> ESTRATTO DELLA FONTE:
-=-=-=-=-
Nove racconti, di J.D. Salinger
“Nove racconti”, il mancato ascolto.
Difficilmente si può dire di non conoscere l’autore di Nove racconti (Einaudi). Jerome David Salinger con “Il giovane Holden” è stato in grado di raggiungere intere generazioni di ragazzi in tutto il mondo.
Nove racconti venne pubblicato due anni dopo, nel 1953, e ci porta sul piano dell’insostenibile leggerezza e fragilità dell’esistenza, sviscerata come incapacità di ascoltarsi. Salinger usa questa pecca di attenzione verso l’altro per trasformarla nella (in)consapevolezza dell’intera esistenza di “questo Altro” e di se stessi. Così è descritta la genesi della solitudine, sorella dell’indifferenza fuori di sé e in sé, abbandono profondo di ciascun individuo ai soli meandri dei propri discorsi.
-=-=-=-=-
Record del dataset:
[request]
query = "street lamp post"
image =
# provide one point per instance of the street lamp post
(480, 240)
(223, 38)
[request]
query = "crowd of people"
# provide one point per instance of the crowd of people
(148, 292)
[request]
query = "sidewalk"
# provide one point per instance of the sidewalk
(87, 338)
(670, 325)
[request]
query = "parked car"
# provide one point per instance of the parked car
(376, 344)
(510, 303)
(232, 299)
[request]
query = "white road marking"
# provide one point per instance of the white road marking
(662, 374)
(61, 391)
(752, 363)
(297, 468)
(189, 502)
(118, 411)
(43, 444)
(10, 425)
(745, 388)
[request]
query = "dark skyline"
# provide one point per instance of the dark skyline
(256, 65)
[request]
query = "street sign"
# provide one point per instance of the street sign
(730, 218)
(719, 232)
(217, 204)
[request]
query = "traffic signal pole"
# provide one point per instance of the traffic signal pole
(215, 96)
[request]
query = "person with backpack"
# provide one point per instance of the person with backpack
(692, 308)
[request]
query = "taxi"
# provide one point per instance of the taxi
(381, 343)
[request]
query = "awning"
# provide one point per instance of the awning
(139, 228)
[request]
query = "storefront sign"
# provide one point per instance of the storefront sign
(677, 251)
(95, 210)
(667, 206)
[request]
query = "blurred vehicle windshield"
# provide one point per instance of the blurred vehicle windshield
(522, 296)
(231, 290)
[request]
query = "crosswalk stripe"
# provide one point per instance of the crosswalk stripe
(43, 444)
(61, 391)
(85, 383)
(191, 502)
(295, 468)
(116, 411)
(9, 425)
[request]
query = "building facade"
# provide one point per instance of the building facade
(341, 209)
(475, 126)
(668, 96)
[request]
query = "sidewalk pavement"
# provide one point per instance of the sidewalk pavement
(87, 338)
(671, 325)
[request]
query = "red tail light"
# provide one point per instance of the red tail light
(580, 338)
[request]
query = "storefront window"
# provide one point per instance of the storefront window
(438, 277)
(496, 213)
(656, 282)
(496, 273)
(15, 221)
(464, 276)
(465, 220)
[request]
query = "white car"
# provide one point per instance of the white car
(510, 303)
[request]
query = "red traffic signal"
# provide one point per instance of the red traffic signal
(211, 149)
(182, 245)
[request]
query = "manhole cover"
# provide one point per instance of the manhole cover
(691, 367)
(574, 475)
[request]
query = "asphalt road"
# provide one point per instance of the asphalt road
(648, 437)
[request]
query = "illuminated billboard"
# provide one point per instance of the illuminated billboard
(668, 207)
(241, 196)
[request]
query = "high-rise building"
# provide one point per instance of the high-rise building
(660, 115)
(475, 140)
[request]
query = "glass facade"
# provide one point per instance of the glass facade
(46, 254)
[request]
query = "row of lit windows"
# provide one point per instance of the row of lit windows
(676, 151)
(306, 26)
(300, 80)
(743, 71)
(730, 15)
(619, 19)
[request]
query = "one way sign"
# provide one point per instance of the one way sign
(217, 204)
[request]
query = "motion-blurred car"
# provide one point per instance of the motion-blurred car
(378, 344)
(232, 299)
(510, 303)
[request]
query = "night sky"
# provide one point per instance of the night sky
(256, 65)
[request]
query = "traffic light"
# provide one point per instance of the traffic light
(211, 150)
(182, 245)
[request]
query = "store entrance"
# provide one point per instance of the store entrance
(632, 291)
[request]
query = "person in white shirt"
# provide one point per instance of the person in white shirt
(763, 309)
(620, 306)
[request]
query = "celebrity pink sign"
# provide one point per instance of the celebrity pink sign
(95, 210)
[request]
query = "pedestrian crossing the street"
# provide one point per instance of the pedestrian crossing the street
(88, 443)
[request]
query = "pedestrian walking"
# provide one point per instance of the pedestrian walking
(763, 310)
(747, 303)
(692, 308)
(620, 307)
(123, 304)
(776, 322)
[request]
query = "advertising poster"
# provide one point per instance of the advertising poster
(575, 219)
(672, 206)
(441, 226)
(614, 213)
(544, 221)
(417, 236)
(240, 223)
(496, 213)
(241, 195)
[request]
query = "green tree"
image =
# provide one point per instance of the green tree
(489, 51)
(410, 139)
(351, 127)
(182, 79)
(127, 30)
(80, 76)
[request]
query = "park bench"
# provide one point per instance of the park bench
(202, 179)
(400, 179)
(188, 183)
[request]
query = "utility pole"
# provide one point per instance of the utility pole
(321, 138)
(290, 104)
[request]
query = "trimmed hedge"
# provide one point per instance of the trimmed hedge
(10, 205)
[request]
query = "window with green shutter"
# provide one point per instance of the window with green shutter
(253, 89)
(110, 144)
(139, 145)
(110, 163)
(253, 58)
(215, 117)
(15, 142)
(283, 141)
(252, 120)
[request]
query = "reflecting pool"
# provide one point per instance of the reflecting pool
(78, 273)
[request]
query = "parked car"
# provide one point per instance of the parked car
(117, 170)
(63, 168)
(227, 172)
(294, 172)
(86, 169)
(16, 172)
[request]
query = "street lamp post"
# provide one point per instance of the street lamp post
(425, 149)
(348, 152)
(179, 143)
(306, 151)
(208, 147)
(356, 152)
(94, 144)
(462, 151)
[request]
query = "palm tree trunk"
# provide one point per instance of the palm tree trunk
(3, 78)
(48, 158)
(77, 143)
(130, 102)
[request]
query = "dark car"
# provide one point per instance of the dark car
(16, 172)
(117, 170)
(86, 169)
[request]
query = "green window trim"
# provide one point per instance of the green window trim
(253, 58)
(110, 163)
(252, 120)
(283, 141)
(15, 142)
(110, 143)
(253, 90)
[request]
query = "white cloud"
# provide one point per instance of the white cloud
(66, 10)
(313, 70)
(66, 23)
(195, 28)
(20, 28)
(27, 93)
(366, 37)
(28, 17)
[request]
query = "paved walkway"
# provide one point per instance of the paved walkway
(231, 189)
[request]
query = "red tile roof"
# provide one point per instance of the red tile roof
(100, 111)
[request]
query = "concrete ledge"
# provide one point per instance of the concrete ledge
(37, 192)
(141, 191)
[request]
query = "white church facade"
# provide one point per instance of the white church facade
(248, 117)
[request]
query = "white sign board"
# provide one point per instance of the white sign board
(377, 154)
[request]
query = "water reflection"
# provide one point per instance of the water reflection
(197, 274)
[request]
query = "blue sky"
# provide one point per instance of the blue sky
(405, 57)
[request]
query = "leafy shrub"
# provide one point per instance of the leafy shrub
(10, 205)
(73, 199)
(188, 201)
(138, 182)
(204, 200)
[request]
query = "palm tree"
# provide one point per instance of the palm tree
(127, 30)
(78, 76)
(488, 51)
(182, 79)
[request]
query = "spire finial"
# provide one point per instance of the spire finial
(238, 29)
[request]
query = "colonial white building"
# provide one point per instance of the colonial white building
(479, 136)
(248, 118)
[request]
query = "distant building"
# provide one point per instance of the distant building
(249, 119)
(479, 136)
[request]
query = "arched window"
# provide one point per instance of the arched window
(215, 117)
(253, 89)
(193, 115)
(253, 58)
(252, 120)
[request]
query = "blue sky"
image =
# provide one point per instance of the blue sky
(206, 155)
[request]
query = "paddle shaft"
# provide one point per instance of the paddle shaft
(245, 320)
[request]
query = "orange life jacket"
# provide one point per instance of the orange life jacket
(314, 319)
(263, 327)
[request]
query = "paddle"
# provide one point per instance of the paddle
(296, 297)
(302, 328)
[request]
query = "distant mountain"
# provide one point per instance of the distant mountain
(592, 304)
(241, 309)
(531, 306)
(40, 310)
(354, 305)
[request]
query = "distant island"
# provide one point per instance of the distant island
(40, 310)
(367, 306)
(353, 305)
-=-=-=-=-
> DOMANDE:
(A) In base al testo su Nove racconti, spiega in una o due frasi perché difficilmente si può dire di non conoscere Salinger.
(B) Riassumi in due frasi il testo su Nove racconti.
(C) Per favore, prosegui il testo su Nove racconti a partire dalla sua ultima frase.
I record sono materiale a sé stante.

> LE TUE RISPOSTE:
(A) Perché con «Il giovane Holden» Salinger è riuscito a raggiungere intere generazioni di ragazzi in tutto il mondo.

(B) Nove racconti, pubblicato da Salinger nel 1953, due anni dopo «Il giovane Holden», affronta la leggerezza e la fragilità dell'esistenza intese come incapacità di ascoltarsi. Da questa mancanza di attenzione verso l'altro nasce la solitudine, sorella dell'indifferenza e abbandono di ciascuno ai meandri dei propri discorsi.

(C)
Sono nove racconti, nove finestre aperte su vite inconsistenti nelle quali ogni bocca è tristemente muta, zittita dall’ineluttabilità dello scorrere del tempo e di quello che questo, come un fiume, si porta via senza più nulla restituire.
Salinger scrive in maniera semplice, immagini nette e solide. Ha la capacità, tuttavia, di descrivere un gesto facendone trasparire l’emozione. Tutto è tacito, non detto; evidente, ma non volgare. Tratta i suoi personaggi con un’indulgenza così ricca d’affetto da indurre il lettore stesso a provarne tenerezza, a legarvisi arrendevolmente.
Fu un successo, ed è un ottimo suggerimento di lettura.